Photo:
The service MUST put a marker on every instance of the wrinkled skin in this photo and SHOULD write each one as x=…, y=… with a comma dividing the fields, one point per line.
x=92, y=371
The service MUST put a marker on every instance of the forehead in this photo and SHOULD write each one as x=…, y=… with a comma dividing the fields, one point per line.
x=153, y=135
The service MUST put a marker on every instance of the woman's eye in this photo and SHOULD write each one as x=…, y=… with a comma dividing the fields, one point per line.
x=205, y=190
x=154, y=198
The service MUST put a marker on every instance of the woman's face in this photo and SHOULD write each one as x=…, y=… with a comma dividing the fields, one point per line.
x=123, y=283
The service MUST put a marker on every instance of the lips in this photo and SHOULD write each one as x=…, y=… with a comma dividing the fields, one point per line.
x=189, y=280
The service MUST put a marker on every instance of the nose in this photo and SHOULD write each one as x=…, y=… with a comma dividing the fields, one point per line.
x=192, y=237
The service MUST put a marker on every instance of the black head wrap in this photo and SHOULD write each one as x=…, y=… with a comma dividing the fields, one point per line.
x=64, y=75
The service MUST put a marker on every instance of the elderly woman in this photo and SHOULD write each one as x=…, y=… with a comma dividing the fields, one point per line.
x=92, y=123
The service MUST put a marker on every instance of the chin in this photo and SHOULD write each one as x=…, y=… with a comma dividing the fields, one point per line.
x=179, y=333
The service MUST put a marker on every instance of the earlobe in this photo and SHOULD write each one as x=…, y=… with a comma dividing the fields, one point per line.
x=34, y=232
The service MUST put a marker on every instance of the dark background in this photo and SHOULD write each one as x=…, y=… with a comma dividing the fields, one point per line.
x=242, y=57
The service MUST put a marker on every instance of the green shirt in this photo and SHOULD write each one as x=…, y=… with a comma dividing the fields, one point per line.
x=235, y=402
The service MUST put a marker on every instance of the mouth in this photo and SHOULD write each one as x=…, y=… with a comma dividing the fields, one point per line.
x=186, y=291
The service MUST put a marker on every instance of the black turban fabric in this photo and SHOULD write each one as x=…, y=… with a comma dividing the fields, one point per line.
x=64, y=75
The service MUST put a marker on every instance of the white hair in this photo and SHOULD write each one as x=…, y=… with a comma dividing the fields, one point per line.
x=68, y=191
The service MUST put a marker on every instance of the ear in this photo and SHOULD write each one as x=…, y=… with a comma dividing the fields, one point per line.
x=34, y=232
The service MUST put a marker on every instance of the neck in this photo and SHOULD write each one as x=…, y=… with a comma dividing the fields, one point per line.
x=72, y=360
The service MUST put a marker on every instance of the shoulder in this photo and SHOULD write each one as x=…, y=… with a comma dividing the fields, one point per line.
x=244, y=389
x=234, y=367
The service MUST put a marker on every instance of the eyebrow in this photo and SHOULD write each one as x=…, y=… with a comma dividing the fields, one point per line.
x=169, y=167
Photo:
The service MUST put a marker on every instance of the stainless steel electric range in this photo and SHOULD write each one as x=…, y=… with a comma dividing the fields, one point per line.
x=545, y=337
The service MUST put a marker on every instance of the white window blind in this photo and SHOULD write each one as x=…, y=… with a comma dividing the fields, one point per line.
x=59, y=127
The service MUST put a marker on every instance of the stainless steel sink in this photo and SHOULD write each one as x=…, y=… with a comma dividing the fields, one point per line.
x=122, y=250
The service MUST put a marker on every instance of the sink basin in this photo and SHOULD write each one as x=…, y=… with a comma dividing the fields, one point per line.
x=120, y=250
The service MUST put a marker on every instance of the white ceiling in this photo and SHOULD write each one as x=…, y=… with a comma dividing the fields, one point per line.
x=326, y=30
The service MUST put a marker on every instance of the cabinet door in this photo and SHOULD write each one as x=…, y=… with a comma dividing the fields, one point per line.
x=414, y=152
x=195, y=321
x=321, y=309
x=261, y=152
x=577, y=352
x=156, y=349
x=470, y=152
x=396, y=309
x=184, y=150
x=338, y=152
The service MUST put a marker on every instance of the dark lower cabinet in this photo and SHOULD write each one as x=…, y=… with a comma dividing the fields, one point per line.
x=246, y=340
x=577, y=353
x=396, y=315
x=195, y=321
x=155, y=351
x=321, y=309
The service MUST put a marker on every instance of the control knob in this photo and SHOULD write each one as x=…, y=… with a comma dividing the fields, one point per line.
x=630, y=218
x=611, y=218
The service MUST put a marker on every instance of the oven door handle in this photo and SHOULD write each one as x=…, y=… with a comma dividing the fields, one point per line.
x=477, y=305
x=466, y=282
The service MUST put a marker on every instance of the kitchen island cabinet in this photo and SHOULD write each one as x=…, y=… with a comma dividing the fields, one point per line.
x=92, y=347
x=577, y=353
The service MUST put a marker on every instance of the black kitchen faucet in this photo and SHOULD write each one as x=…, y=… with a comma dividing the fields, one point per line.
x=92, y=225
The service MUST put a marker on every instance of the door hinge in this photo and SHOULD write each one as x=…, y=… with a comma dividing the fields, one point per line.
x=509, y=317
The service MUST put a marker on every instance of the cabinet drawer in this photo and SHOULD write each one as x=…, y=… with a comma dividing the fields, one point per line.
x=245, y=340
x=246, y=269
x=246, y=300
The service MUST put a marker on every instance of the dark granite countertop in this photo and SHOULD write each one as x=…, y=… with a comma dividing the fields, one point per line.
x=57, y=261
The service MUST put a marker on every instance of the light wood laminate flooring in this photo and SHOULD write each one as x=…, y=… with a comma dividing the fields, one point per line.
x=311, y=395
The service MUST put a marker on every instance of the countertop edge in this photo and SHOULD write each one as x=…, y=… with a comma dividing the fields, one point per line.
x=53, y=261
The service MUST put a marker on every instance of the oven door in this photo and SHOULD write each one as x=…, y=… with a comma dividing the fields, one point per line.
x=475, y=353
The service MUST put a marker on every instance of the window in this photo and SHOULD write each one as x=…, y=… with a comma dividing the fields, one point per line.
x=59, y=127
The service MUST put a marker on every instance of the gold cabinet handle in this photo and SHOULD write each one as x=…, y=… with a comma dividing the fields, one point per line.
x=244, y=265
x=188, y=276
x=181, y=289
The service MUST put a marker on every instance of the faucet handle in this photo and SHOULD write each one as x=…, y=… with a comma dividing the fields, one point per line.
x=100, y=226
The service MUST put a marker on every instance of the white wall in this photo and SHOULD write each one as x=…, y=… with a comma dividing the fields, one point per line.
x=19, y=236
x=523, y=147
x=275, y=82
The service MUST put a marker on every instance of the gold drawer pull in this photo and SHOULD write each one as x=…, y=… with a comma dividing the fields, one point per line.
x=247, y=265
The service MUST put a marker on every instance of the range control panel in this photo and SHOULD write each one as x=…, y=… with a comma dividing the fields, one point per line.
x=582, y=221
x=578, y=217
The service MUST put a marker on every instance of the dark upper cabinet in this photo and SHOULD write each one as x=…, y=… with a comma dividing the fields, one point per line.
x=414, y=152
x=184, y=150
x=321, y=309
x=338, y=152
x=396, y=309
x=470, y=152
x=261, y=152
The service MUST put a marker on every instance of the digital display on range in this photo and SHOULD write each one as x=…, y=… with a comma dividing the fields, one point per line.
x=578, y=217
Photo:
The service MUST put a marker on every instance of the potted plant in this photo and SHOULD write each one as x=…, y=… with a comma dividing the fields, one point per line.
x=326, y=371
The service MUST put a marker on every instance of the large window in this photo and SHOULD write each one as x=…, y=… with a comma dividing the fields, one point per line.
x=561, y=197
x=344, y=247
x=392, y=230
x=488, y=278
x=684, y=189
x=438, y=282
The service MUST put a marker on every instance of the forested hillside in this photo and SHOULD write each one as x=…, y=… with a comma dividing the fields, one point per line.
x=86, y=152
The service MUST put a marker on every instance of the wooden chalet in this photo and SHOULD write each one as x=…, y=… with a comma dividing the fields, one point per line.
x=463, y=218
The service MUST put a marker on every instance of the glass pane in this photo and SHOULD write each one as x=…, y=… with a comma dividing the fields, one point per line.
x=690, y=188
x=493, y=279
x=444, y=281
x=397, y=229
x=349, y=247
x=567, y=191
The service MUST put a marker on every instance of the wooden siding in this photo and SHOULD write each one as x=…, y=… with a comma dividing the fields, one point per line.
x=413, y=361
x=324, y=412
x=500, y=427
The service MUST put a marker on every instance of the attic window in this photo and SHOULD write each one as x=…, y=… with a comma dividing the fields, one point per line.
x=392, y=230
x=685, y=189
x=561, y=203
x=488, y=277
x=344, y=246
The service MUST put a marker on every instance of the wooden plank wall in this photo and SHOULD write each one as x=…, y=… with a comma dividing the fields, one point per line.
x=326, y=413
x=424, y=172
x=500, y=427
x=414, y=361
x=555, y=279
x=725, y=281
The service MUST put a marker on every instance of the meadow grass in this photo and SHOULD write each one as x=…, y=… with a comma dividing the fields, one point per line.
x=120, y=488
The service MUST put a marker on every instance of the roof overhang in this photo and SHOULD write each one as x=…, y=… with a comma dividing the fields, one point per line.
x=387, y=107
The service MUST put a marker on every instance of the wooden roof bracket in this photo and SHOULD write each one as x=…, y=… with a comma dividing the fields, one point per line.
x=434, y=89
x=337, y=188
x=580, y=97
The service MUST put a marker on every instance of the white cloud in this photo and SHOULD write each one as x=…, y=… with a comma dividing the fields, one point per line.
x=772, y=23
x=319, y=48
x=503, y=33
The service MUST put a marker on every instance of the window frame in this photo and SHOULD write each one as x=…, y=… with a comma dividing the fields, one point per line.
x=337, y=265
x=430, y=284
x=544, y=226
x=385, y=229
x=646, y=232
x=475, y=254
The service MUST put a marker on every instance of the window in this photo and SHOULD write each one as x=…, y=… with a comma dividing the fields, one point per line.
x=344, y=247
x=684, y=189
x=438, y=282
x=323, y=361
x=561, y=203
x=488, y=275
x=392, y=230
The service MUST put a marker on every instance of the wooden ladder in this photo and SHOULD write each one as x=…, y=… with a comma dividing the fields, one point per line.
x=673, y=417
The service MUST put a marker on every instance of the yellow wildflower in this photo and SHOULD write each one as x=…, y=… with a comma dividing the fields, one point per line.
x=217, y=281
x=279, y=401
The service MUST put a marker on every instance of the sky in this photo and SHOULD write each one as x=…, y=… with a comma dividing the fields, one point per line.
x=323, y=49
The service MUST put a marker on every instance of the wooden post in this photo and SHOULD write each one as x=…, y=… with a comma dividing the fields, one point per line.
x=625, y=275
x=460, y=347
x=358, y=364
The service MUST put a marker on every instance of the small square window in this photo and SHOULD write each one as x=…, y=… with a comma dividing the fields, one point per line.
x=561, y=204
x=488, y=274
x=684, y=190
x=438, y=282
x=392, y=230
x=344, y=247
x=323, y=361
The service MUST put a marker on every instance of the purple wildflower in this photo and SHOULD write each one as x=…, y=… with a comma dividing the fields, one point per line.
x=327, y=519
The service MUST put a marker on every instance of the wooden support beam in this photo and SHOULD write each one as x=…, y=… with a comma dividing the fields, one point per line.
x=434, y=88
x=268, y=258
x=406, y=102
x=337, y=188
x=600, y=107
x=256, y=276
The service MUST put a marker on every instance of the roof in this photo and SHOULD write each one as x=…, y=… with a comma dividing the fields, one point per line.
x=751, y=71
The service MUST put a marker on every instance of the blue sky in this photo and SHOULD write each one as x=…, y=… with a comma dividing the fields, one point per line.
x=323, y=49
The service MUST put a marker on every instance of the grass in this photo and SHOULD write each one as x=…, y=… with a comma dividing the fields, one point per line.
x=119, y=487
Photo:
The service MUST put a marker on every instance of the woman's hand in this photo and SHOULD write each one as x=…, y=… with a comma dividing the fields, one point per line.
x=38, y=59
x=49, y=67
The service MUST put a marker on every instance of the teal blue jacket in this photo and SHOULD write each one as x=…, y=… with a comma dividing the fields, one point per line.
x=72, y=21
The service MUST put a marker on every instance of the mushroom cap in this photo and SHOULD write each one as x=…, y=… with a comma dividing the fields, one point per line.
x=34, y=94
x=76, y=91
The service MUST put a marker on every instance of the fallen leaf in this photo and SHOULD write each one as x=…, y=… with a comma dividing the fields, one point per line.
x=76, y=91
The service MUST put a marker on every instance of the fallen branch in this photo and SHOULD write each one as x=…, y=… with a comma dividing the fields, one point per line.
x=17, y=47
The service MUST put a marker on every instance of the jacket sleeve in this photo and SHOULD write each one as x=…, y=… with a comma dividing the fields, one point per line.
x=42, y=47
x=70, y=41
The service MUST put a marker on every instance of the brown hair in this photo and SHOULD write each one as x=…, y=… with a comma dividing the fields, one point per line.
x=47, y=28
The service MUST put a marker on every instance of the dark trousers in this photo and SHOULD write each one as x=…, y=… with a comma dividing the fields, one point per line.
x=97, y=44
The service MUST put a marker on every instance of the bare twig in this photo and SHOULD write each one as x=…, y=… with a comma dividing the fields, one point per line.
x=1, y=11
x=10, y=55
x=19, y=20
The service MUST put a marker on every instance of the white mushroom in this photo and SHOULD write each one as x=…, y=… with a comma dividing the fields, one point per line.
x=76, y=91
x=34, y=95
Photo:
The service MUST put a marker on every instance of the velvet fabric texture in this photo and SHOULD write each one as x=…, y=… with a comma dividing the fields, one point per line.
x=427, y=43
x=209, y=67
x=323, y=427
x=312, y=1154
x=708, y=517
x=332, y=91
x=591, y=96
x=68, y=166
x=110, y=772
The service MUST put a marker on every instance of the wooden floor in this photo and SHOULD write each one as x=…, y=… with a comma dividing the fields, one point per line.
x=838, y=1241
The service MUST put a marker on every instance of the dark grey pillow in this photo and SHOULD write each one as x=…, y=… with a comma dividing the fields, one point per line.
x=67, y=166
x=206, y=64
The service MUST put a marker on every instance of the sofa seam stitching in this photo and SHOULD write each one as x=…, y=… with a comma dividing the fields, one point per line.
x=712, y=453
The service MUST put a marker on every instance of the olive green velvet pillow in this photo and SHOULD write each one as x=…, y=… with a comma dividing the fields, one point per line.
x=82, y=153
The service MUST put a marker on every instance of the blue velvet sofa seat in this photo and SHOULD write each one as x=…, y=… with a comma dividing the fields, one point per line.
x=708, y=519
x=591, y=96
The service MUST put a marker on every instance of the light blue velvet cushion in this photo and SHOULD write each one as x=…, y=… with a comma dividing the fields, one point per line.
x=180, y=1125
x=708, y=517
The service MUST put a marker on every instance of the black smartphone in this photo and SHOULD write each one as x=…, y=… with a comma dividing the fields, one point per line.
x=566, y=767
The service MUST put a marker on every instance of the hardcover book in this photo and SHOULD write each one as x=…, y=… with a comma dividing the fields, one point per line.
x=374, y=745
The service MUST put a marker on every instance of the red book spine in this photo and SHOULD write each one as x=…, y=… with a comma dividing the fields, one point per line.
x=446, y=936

------------------------------------

Recast the entries, from the first line through the line that contains "x=92, y=371", as a JSON list of strings with one string per line and no blank lines.

[
  "Photo:",
  "The service MUST put a marker on every instance of the wrinkled skin in this photo and SHOULD write each one as x=…, y=… with a comma dividing the fields, one point per line.",
  "x=92, y=371"
]